*Written request*: Emit a verbatim copy of the lines running from the line with "Give one point for each instance of the dark eye" through the end of the material below.

*Dataset records*:
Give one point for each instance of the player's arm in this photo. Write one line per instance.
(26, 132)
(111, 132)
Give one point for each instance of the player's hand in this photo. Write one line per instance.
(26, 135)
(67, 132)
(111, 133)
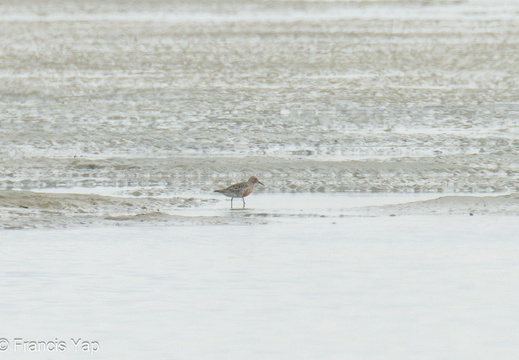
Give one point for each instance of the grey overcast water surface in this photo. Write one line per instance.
(386, 133)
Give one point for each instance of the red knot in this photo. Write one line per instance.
(240, 189)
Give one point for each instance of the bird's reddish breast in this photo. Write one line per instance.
(247, 191)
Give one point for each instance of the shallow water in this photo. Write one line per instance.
(373, 288)
(309, 96)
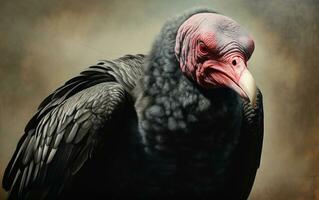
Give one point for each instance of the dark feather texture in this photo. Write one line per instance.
(137, 127)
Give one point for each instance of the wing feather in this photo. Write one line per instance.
(61, 136)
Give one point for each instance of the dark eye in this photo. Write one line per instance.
(234, 62)
(203, 48)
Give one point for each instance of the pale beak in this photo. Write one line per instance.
(247, 84)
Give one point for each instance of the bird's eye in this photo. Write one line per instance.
(234, 62)
(203, 48)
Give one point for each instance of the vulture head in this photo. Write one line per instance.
(213, 50)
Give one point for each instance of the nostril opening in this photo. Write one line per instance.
(234, 62)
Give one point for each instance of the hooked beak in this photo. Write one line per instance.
(236, 77)
(247, 86)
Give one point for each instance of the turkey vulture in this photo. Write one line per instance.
(186, 120)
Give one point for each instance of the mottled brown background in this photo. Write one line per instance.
(44, 43)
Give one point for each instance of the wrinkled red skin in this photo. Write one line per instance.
(213, 50)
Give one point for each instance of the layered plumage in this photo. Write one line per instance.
(138, 127)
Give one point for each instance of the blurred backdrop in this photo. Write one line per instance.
(44, 43)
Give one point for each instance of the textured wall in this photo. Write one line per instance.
(44, 43)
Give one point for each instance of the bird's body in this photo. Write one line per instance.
(137, 127)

*Response to the exercise*:
Give one point for each instance of the dark eye in this photo. Write one line per instance.
(234, 62)
(203, 48)
Give one point for each instance of the pale beak in this photo. Write one line per instance.
(247, 84)
Give one point for each instance of the bird's eye in this photo. Write one line per instance.
(234, 62)
(203, 48)
Give one point for each instance of the vulture head in this photo. Write one line per instance.
(213, 50)
Give one point for each instance of the nostril opening in this photo. Write one line per instance.
(234, 62)
Give one point for each instance of the hooked beak in this photo. Write one line per instance.
(236, 77)
(247, 86)
Give one point for each instance of the turkey vulture in this photo. Write one line per instance.
(186, 120)
Give one point for each instance of the mottled brown background in this photo. Write one line per instance.
(44, 43)
Give one point for each instance of the wrinkled red skin in this photo. Write one line per instance.
(213, 50)
Give one point for each instance of the layered plumage in this photo. Write one line per instance.
(138, 127)
Give one point for each instance of the blurred backdrop in this photo. Write one line per instance.
(44, 43)
Give one point for each instance of the textured wall in this photo. Write one line per instance.
(44, 43)
Give one point for each instance of the bird's body in this photo. Write one line per instance.
(137, 127)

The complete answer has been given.